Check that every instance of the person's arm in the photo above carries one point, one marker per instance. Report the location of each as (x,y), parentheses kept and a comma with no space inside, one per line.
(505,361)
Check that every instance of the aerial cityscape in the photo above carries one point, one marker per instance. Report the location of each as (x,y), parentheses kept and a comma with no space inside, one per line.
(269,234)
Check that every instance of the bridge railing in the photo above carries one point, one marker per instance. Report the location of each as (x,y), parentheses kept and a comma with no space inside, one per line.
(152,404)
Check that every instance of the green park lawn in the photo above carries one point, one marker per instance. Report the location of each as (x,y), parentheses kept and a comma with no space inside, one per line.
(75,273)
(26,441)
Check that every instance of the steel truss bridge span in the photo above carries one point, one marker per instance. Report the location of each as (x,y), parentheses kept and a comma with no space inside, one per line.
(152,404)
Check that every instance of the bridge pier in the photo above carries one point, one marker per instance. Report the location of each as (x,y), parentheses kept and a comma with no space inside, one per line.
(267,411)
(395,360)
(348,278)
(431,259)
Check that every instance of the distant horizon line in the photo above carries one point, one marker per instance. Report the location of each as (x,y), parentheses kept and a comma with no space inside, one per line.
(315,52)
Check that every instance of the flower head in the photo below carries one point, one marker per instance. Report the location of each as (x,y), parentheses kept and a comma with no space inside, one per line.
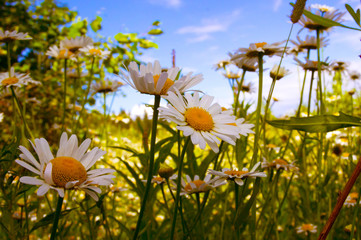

************

> **REQUIRED WORK**
Your task is to retype exactly, and only, the lines from the one that holds "Check that every instance of the distant" through the end of the listing, both end lines included, without any pictures.

> **ANSWER BOX**
Check that every instance of the distant horizon line in the photo above carries one point, one marker per instance. Report the location of each as (x,y), parentheses kept and a comma with no space inside, one per line.
(315,52)
Check that every instance of the flower head in the photo below carries one point, one marker per instance. Report the location of each as (x,y), parentheses kept and a comma with no space inside, one per line.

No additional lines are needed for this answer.